Extract
Probing the chemical mechanism of saccharopine reductase from Saccharomyces cerevisiae using site-directed mutagenesis

• D126, C154, and Y99 were changed alone and in pairs to give mutant enzymes.
• Small changes in rate constants suggest residues are not catalytically essential.
• pH-rate profiles are qualitatively similar to those of wild type enzyme.
• Data are consistent with the intramolecular mechanism proposed from QM/MM studies.
• All residues mutated likely facilitate a conformational change to close the site.

Saccharopine reductase catalyzes the reductive amination of l-α-aminoadipate-δ-semialdehyde with l-glutamate to give saccharopine. Two mechanisms have been proposed for the reductase, one that makes use of enzyme side chains as acid–base catalytic groups, and a second, in which the reaction is catalyzed by enzyme-bound reactants. Site-directed mutagenesis was used to change acid–base candidates in the active site of the reductase to eliminate their ionizable side chain. Thus, the D126A, C154S and Y99F and several double mutant enzymes were prepared. Kinetic parameters in the direction of glutamate formation exhibited modest decreases, inconsistent with the loss of an acid–base catalyst. The pH-rate profiles obtained with all mutant enzymes decrease at low and high pH, suggesting acid and base catalytic groups are still present in all enzymes. Solvent kinetic deuterium isotope effects are all larger than those observed for wild type enzyme, and approximately equal to one another, suggesting the slow step is the same as that of wild type enzyme, a conformational change to open the site and release products (in the direction of saccharopine formation). Overall, the acid–base chemistry is likely catalyzed by bound reactants, with the exception of deprotonation of the α-amine of glutamate, which likely requires an enzyme residue.

Record extracts
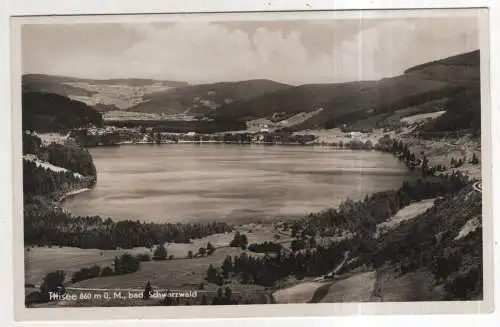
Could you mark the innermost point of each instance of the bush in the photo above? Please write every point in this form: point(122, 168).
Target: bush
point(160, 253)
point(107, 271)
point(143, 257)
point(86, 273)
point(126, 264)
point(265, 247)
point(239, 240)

* * *

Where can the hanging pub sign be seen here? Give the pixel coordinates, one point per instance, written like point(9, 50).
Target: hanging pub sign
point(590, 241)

What is needed
Reproduce the passage of the saccharopine reductase text between "Probing the chemical" and "not catalytically essential.", inclusive.

Answer
Probing the chemical mechanism of saccharopine reductase from Saccharomyces cerevisiae using site-directed mutagenesis

• D126, C154, and Y99 were changed alone and in pairs to give mutant enzymes.
• Small changes in rate constants suggest residues are not catalytically essential.